[[ EXTRACTED TEXT, beginning ]]

Posted November 7, 2014

City Clerk, Stephen O’Brien, has indicated that nine vote counting machines will be used to conduct the Ward Three recount regarding the five-vote difference between incumbent Coun. June Hofland and challenger, Craig Chamberlain.

This is all well and good as the machines re-run the paper and Internet ballots once again. What does this prove? That the machines were calibrated correctly in the first place?

Two apparent election anomalies occurred the night of the election.

First, there was a late rush to vote at the Dublin Street Ward Three poll the night of the election. There were line-ups to beat the 8 p.m. deadline. Why did this occur? With three opportunities to cast a vote via the Internet, advance poll and during a ten-hour window on election day, why the sudden last minute surge at that particular poll?

Then there is the malfunction of a machine in one of the Ward Three polls in which it would not accept the ballots. Instead they were gathered and taken to City Hall to be tabulated in another machine. This is a serious breach of procedure.

The uncounted ballots should have been placed in a sealed envelope, signed by the poll officials and turned over to the chief elections officer. The poll worker who set the ballots aside should be present when the envelope is open to ensure the poll count of the number of ballots is the same at City Hall.

[[ EXTRACTED TEXT, end ]]

REQUIRED WORK:
**a.** Answer these questions from the piece on the Ward Three recount:
(i) How many vote counting machines will be used for the recount?
(ii) At which poll was there a late rush to vote on election night?
(iii) What was done with the ballots when a machine in one Ward Three poll would not accept them?
**b.** Pick up the piece on the Ward Three recount after its final sentence and keep writing.

[[ EXCERPTED RECORDS, beginning ]]

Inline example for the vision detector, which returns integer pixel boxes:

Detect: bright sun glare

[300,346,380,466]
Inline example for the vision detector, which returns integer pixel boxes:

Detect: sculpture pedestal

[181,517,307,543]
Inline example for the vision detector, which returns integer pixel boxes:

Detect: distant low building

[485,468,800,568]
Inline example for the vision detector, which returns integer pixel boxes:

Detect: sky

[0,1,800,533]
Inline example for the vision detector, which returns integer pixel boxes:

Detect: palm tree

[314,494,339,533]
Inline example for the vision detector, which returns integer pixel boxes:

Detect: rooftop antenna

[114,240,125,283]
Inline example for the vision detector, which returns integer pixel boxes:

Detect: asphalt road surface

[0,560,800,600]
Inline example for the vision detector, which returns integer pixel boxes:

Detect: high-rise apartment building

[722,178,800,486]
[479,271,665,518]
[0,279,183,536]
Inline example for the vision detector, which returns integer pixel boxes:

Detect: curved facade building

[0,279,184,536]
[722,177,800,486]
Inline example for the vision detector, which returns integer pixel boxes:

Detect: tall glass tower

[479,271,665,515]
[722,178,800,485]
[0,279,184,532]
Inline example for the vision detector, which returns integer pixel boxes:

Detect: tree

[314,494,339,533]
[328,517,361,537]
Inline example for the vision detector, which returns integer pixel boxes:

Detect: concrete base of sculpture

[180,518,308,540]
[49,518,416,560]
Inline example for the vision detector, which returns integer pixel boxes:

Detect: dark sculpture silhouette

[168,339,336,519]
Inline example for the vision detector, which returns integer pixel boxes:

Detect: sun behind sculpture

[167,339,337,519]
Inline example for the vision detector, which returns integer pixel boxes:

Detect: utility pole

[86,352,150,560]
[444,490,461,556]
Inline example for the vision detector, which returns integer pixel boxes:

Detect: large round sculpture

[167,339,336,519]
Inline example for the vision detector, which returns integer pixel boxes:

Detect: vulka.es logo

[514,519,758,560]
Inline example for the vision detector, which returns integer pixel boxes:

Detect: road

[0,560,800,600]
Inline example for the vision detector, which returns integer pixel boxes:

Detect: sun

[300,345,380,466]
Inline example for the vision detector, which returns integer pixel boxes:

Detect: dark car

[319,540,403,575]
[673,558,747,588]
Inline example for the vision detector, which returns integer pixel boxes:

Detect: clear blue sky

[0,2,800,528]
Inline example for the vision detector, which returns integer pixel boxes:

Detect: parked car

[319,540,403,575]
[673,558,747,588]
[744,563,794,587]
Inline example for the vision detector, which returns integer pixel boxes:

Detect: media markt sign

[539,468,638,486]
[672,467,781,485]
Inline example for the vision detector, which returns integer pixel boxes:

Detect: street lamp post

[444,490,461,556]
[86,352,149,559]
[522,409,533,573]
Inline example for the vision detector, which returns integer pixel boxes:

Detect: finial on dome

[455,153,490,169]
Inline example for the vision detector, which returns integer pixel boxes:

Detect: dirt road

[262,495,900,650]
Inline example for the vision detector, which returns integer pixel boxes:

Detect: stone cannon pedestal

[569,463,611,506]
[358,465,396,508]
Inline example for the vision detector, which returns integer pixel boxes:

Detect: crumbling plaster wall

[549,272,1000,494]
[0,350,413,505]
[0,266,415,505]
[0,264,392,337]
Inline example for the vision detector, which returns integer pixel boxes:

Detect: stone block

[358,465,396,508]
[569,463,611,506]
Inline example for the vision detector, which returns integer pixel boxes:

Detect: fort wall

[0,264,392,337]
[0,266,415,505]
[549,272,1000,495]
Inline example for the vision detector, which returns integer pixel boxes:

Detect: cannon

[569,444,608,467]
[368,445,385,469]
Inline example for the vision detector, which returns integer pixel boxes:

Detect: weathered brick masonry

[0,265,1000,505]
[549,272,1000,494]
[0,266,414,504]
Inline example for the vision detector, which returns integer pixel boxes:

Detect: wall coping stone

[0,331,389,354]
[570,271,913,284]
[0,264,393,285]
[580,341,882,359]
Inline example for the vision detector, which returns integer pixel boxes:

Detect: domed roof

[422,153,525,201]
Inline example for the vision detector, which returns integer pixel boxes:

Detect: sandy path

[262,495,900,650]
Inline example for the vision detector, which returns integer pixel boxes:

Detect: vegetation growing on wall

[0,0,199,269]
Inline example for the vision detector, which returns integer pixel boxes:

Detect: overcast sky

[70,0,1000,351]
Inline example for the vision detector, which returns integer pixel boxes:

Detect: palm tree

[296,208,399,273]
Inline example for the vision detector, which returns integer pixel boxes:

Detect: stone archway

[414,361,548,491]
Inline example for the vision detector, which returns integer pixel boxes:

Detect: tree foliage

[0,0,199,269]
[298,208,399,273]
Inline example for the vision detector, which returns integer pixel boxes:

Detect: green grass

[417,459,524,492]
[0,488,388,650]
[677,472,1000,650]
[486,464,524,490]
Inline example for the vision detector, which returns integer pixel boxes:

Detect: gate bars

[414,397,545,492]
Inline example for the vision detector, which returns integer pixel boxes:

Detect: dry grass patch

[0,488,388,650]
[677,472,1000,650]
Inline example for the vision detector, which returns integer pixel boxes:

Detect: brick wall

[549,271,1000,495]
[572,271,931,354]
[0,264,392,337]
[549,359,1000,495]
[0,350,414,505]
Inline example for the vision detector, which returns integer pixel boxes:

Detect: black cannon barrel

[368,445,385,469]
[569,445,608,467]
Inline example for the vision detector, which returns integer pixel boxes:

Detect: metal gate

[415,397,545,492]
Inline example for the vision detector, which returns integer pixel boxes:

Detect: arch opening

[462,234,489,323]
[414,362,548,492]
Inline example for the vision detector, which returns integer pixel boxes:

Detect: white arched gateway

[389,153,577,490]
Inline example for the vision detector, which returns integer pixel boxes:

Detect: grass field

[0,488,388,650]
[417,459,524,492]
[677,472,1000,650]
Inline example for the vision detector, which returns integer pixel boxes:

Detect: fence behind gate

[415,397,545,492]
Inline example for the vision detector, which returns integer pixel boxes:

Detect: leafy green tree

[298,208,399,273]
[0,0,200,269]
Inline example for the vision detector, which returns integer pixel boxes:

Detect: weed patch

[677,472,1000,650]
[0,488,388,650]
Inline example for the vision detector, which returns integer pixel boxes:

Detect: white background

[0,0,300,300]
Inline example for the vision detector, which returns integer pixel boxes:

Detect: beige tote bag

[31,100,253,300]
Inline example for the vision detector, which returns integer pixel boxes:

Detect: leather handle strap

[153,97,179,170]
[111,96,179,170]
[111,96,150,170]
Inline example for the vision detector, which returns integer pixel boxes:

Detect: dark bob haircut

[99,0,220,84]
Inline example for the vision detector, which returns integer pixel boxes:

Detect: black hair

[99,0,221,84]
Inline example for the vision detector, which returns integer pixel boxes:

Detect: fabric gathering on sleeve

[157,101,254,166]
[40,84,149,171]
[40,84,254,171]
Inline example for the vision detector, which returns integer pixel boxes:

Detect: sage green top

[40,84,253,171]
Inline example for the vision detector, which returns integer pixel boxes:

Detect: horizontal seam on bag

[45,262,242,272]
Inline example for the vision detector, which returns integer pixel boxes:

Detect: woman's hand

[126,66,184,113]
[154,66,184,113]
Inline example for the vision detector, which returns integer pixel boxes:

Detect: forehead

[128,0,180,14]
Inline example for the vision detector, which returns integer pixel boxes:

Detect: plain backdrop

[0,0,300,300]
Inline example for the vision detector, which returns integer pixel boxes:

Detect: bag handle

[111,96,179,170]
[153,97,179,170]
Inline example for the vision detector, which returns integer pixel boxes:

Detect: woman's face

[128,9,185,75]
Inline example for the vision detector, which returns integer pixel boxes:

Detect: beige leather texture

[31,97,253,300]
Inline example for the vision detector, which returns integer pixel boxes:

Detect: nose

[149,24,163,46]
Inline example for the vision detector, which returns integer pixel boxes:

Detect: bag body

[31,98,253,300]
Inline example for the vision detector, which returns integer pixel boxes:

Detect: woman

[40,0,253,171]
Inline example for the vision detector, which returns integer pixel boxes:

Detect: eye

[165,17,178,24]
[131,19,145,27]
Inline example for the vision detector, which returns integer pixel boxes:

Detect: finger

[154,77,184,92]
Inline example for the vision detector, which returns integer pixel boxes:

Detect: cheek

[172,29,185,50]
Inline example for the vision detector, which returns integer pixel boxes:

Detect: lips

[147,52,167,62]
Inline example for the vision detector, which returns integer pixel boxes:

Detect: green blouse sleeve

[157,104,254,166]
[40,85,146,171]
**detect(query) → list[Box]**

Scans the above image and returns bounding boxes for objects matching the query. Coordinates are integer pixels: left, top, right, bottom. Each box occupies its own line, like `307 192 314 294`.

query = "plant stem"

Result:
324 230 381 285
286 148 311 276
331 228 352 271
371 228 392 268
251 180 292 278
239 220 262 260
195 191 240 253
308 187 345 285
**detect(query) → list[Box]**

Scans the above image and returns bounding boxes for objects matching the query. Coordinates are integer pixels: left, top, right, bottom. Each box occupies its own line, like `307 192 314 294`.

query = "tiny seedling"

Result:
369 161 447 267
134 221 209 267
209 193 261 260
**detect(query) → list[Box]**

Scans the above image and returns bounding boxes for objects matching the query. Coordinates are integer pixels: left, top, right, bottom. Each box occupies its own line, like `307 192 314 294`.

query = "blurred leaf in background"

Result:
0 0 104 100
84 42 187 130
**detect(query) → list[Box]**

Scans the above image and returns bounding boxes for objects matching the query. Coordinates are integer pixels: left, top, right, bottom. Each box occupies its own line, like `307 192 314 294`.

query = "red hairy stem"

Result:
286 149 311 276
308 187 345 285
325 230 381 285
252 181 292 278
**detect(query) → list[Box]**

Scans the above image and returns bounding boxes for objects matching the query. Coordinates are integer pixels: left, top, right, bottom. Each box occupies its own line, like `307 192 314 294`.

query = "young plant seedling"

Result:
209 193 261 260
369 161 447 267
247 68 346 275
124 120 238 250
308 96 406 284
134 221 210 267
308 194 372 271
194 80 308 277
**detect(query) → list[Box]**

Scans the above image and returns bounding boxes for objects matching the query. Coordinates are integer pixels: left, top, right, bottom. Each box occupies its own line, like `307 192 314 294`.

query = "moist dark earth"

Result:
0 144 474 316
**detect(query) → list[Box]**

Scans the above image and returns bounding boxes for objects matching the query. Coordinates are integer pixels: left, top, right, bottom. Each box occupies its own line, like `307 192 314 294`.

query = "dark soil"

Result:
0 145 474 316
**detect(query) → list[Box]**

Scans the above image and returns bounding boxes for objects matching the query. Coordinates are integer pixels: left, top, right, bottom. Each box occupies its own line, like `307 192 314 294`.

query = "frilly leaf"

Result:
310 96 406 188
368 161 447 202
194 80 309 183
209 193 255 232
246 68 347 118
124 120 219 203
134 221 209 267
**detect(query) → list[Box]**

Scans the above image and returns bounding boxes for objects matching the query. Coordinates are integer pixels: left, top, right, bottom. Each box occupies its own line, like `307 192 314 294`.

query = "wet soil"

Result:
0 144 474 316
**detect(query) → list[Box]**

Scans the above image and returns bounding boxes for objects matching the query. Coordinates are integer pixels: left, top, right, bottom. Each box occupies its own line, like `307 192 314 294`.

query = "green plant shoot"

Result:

[[ EXCERPTED RECORDS, end ]]

ANSWERS BY TASK:
**a.**
(i) Nine.
(ii) The Dublin Street Ward Three poll.
(iii) They were gathered and taken to City Hall to be tabulated in another machine.

**b.**
Most important, is that both Ms. Hofland and Mr. Chamberlain and their representatives, should have the right to examine all ballots pertaining the Ward Three cast on election day and in the advance poll.

Otherwise, the recount will only result in a re-run of the official count the day after the election. Even then, Ms. Hofland’s margin of victory went from two votes Monday night to five votes the next day.

There appears to be errors in the calibration of the machines. The key to a true recount is examination of the actual ballots before they are processed through the machines. This should be monitored by each candidate’s representatives those appointed as scrutineers.

This can be a two edged sword as there could be enough evidence of spoiled ballots that could affect the outcome in either Ms. Hofland’s favour or that of Mr. Chamberlain.

But it is the only way to determine a true outcome of the Ward Three council election.

The Ward Three electors deserve to know that the recount was conducted in a thorough and fair manner including the candidates being able to examine the ballots before processing.

There is a reason for reluctance on the part of the city election managers to allow examinination of the ballots. The city’s omnibus ballot contains the names of candidates running in each ward, plus the mayoralty and school board candidates.

Examining each ballot raises the potential of changing the final outcome in races not involved in the Ward Three council contest.

It is important for chief electoral officer, City Clerk Stephen O’Brien, to ensure that the Ward Three council count is true and accurate. To his credit, he is recommending that council approve the recount. He does have the power to allow examination of the ballots.

That ballot examination is a vital component of this recount.